Saved entries:
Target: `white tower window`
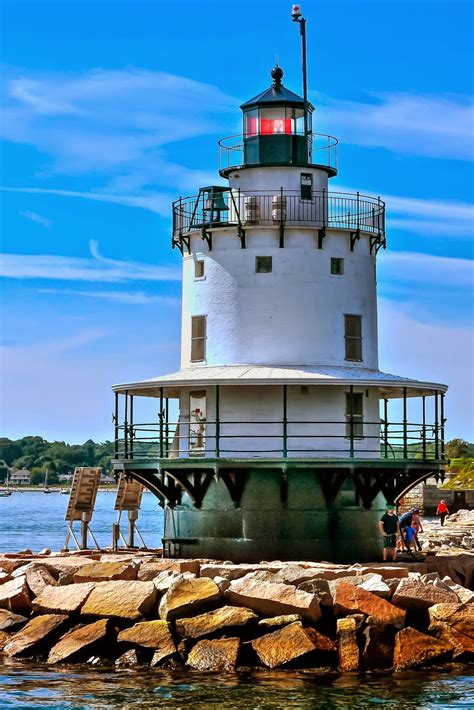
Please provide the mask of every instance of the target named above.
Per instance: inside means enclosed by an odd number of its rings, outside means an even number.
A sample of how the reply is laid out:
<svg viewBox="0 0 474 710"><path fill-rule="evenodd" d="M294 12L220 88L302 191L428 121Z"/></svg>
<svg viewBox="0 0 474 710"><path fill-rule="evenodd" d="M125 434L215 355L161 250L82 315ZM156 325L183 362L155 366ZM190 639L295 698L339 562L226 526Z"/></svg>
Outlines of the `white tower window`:
<svg viewBox="0 0 474 710"><path fill-rule="evenodd" d="M196 259L194 262L194 278L204 278L204 259Z"/></svg>
<svg viewBox="0 0 474 710"><path fill-rule="evenodd" d="M255 273L270 274L273 269L271 256L256 256L255 257Z"/></svg>
<svg viewBox="0 0 474 710"><path fill-rule="evenodd" d="M352 424L351 424L352 421ZM364 438L364 398L362 393L346 393L346 436Z"/></svg>
<svg viewBox="0 0 474 710"><path fill-rule="evenodd" d="M191 316L191 362L206 359L206 316Z"/></svg>
<svg viewBox="0 0 474 710"><path fill-rule="evenodd" d="M331 274L333 276L342 276L344 273L344 259L337 256L331 257Z"/></svg>
<svg viewBox="0 0 474 710"><path fill-rule="evenodd" d="M344 315L345 360L362 361L362 316Z"/></svg>

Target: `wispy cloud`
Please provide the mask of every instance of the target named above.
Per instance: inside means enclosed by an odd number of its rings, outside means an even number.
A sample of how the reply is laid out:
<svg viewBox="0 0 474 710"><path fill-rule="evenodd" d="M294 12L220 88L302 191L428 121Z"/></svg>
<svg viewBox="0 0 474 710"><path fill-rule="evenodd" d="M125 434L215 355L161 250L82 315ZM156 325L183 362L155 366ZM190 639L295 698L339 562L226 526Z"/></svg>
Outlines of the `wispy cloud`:
<svg viewBox="0 0 474 710"><path fill-rule="evenodd" d="M47 254L2 254L0 276L12 279L90 281L125 283L130 281L179 281L181 271L171 266L155 266L136 261L107 259L90 242L91 258Z"/></svg>
<svg viewBox="0 0 474 710"><path fill-rule="evenodd" d="M474 103L469 96L380 93L365 102L320 99L325 128L346 143L397 154L474 158Z"/></svg>
<svg viewBox="0 0 474 710"><path fill-rule="evenodd" d="M51 219L48 219L48 217L44 217L41 214L38 214L38 212L31 212L31 210L21 210L18 212L21 217L24 217L25 219L29 219L32 222L37 222L38 224L42 224L43 227L46 227L47 229L51 229L53 222Z"/></svg>
<svg viewBox="0 0 474 710"><path fill-rule="evenodd" d="M157 169L167 163L164 146L213 133L236 105L212 84L134 68L76 74L10 69L3 94L4 137L49 156L50 172L137 179L151 159L155 184L167 179Z"/></svg>
<svg viewBox="0 0 474 710"><path fill-rule="evenodd" d="M170 210L171 195L165 193L149 193L142 195L108 194L102 192L79 192L77 190L56 190L41 187L5 187L0 186L2 192L26 193L30 195L57 195L58 197L78 197L94 202L109 202L125 207L140 207L158 214L168 214Z"/></svg>
<svg viewBox="0 0 474 710"><path fill-rule="evenodd" d="M56 294L57 296L79 296L80 298L96 298L111 303L130 305L147 305L159 303L162 306L179 307L181 299L172 296L157 296L145 291L81 291L75 289L40 288L38 293Z"/></svg>
<svg viewBox="0 0 474 710"><path fill-rule="evenodd" d="M333 185L341 192L355 193L353 187ZM359 189L361 194L370 190ZM474 205L458 200L404 197L381 193L387 210L387 226L430 235L472 236L474 233Z"/></svg>
<svg viewBox="0 0 474 710"><path fill-rule="evenodd" d="M377 262L379 295L425 323L470 326L474 261L416 252L388 252Z"/></svg>

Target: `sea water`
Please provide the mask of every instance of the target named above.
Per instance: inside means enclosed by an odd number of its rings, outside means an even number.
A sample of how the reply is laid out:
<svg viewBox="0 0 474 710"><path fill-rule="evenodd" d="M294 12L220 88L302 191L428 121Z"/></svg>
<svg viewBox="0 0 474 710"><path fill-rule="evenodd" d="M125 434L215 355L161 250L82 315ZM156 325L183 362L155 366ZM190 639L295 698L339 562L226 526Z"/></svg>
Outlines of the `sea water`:
<svg viewBox="0 0 474 710"><path fill-rule="evenodd" d="M0 551L59 550L66 535L68 496L41 491L0 497ZM91 528L101 546L112 542L115 494L97 496ZM123 515L126 531L126 514ZM163 510L143 496L138 527L148 547L160 547ZM120 670L86 665L49 668L0 656L0 710L122 710L198 708L474 708L473 667L451 664L395 674L324 675L318 671L198 673Z"/></svg>

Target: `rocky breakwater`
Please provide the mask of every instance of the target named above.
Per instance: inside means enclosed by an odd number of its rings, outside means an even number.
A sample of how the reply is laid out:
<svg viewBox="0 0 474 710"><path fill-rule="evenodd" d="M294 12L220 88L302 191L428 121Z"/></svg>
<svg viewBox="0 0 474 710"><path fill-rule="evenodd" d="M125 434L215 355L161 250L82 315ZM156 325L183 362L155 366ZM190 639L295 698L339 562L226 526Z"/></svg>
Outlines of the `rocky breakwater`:
<svg viewBox="0 0 474 710"><path fill-rule="evenodd" d="M0 657L50 667L354 672L474 653L474 556L233 565L146 553L0 556ZM446 561L439 559L439 569ZM463 576L464 575L464 576Z"/></svg>
<svg viewBox="0 0 474 710"><path fill-rule="evenodd" d="M423 522L422 551L443 550L450 554L474 550L474 510L458 510L444 525L439 520Z"/></svg>

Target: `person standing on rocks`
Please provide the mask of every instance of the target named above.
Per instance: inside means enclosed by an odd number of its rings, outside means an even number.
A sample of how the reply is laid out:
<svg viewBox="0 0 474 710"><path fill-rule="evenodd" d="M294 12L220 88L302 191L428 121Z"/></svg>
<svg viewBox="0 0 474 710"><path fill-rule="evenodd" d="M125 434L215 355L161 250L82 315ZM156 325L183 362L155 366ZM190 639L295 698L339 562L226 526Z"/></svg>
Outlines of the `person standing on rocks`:
<svg viewBox="0 0 474 710"><path fill-rule="evenodd" d="M383 560L384 562L397 561L397 535L400 533L398 515L394 505L387 505L387 512L379 521L379 530L383 535Z"/></svg>
<svg viewBox="0 0 474 710"><path fill-rule="evenodd" d="M446 518L447 515L449 515L448 506L446 505L445 500L442 500L439 502L438 507L436 508L436 515L439 515L441 527L443 527L444 519Z"/></svg>
<svg viewBox="0 0 474 710"><path fill-rule="evenodd" d="M418 508L413 509L413 518L411 522L412 526L415 528L416 535L415 535L415 544L419 552L421 552L421 544L418 539L418 533L423 532L423 525L421 524L421 517L420 517L420 511Z"/></svg>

• **INSTRUCTIONS TO FOLLOW**
All of the entries must be reproduced exactly, with no pictures kept.

• **WRITTEN ANSWER**
Target: `white tower window`
Please provide the mask of every instance of the target named above.
Per instance: inside means enclosed by an odd number of its rings, outside means an even number.
A sample of how the reply is laid out:
<svg viewBox="0 0 474 710"><path fill-rule="evenodd" d="M294 12L220 88L302 191L428 121Z"/></svg>
<svg viewBox="0 0 474 710"><path fill-rule="evenodd" d="M125 434L215 355L161 250L82 315ZM156 325L183 362L155 366ZM190 639L295 698L339 562L226 526Z"/></svg>
Outlines of the `white tower window`:
<svg viewBox="0 0 474 710"><path fill-rule="evenodd" d="M196 259L194 262L194 278L204 278L204 259Z"/></svg>
<svg viewBox="0 0 474 710"><path fill-rule="evenodd" d="M255 273L270 274L273 269L271 256L256 256L255 257Z"/></svg>
<svg viewBox="0 0 474 710"><path fill-rule="evenodd" d="M352 424L351 424L352 421ZM364 438L364 398L362 393L346 393L346 436Z"/></svg>
<svg viewBox="0 0 474 710"><path fill-rule="evenodd" d="M191 316L191 362L206 359L206 316Z"/></svg>
<svg viewBox="0 0 474 710"><path fill-rule="evenodd" d="M331 274L333 276L342 276L344 273L344 259L337 256L331 257Z"/></svg>
<svg viewBox="0 0 474 710"><path fill-rule="evenodd" d="M344 315L345 360L362 361L362 316Z"/></svg>

Target: `wispy cloud`
Please provide the mask of every instance of the target named above.
Per instance: inside means enclosed by an odd number of its rings, outside means an even number.
A sample of how the reply is laid out:
<svg viewBox="0 0 474 710"><path fill-rule="evenodd" d="M294 12L220 88L302 191L428 121Z"/></svg>
<svg viewBox="0 0 474 710"><path fill-rule="evenodd" d="M125 434L215 355L161 250L82 315ZM156 325L183 362L155 366ZM190 639L295 698L339 562L226 526Z"/></svg>
Outlines of the `wispy cloud`:
<svg viewBox="0 0 474 710"><path fill-rule="evenodd" d="M47 254L2 254L0 276L12 279L90 281L125 283L130 281L179 281L181 271L171 266L155 266L136 261L107 259L90 242L91 258Z"/></svg>
<svg viewBox="0 0 474 710"><path fill-rule="evenodd" d="M474 103L469 96L380 93L365 102L320 99L325 128L346 143L397 154L474 158Z"/></svg>
<svg viewBox="0 0 474 710"><path fill-rule="evenodd" d="M51 219L48 219L48 217L44 217L41 214L38 214L38 212L31 212L31 210L21 210L18 212L21 217L24 217L25 219L29 219L32 222L37 222L38 224L42 224L43 227L46 227L47 229L51 229L53 222Z"/></svg>
<svg viewBox="0 0 474 710"><path fill-rule="evenodd" d="M157 169L167 163L164 146L213 133L236 105L212 84L134 68L76 74L10 69L3 94L4 137L49 156L50 172L137 179L151 159L155 184L167 179Z"/></svg>
<svg viewBox="0 0 474 710"><path fill-rule="evenodd" d="M170 210L171 195L165 193L149 193L142 195L108 194L102 192L79 192L77 190L56 190L41 187L5 187L0 186L2 192L26 193L30 195L57 195L58 197L78 197L94 202L109 202L125 207L140 207L158 214L168 214Z"/></svg>
<svg viewBox="0 0 474 710"><path fill-rule="evenodd" d="M56 294L57 296L79 296L80 298L96 298L111 303L130 305L147 305L159 303L162 306L179 307L181 299L172 296L157 296L145 291L81 291L75 289L40 288L38 293Z"/></svg>
<svg viewBox="0 0 474 710"><path fill-rule="evenodd" d="M333 185L341 192L355 193L353 187ZM359 189L361 194L370 190ZM474 205L458 200L404 197L381 193L387 210L387 226L430 235L472 236L474 233Z"/></svg>
<svg viewBox="0 0 474 710"><path fill-rule="evenodd" d="M377 262L379 295L425 323L470 326L474 261L416 252L388 252Z"/></svg>

Target: `sea water`
Please provide the mask of every instance of the target named above.
Per instance: inside means enclosed by an odd number of its rings, outside means an even number.
A sample of how the reply is laid out:
<svg viewBox="0 0 474 710"><path fill-rule="evenodd" d="M294 12L220 88L302 191L428 121Z"/></svg>
<svg viewBox="0 0 474 710"><path fill-rule="evenodd" d="M125 434L215 355L161 250L82 315ZM156 325L183 362L155 366ZM190 639L295 698L339 562L226 526Z"/></svg>
Outlines of the `sea water`:
<svg viewBox="0 0 474 710"><path fill-rule="evenodd" d="M0 551L59 550L66 535L68 496L41 491L0 497ZM91 528L101 546L112 542L115 494L97 496ZM123 515L126 531L126 514ZM163 510L143 496L138 527L148 547L160 547ZM120 670L86 665L49 668L0 656L0 710L122 710L198 708L474 708L473 667L451 664L395 674L324 675L318 671L198 673Z"/></svg>

Target: `rocky breakwater`
Please provide the mask of every instance of the target named above.
Per instance: inside means enclosed by an odd number of its rings, outside means an even number.
A sample of how the reply is laid out:
<svg viewBox="0 0 474 710"><path fill-rule="evenodd" d="M294 12L220 88L302 191L428 121Z"/></svg>
<svg viewBox="0 0 474 710"><path fill-rule="evenodd" d="M125 434L215 355L161 250L82 315ZM156 325L183 362L155 366ZM190 639L295 698L339 562L226 526Z"/></svg>
Outlines of the `rocky breakwater`:
<svg viewBox="0 0 474 710"><path fill-rule="evenodd" d="M0 657L50 667L354 672L474 653L474 556L233 565L146 553L0 556ZM446 561L439 559L439 569ZM463 576L464 575L464 576Z"/></svg>
<svg viewBox="0 0 474 710"><path fill-rule="evenodd" d="M423 522L422 551L443 550L450 554L474 550L474 510L458 510L444 525L439 520Z"/></svg>

Target: `person standing on rocks`
Please provide the mask of every instance of the target named above.
Per instance: inside means enclosed by an odd number of its rings, outside means an even number.
A sample of how the reply is laid out:
<svg viewBox="0 0 474 710"><path fill-rule="evenodd" d="M294 12L220 88L302 191L428 121Z"/></svg>
<svg viewBox="0 0 474 710"><path fill-rule="evenodd" d="M125 434L215 355L161 250L82 315ZM156 325L183 362L155 366ZM190 639L295 698L339 562L226 526Z"/></svg>
Outlines of the `person standing on rocks`:
<svg viewBox="0 0 474 710"><path fill-rule="evenodd" d="M383 560L384 562L397 561L397 535L400 533L398 515L394 505L387 505L387 512L379 521L379 530L383 535Z"/></svg>
<svg viewBox="0 0 474 710"><path fill-rule="evenodd" d="M446 518L447 515L449 515L448 506L446 505L445 500L442 500L439 502L438 507L436 508L436 515L439 515L441 527L443 527L444 519Z"/></svg>
<svg viewBox="0 0 474 710"><path fill-rule="evenodd" d="M418 508L413 509L413 518L411 522L412 526L415 528L416 535L415 535L415 544L419 552L421 552L421 544L418 539L418 533L423 532L423 525L421 524L421 517L420 517L420 511Z"/></svg>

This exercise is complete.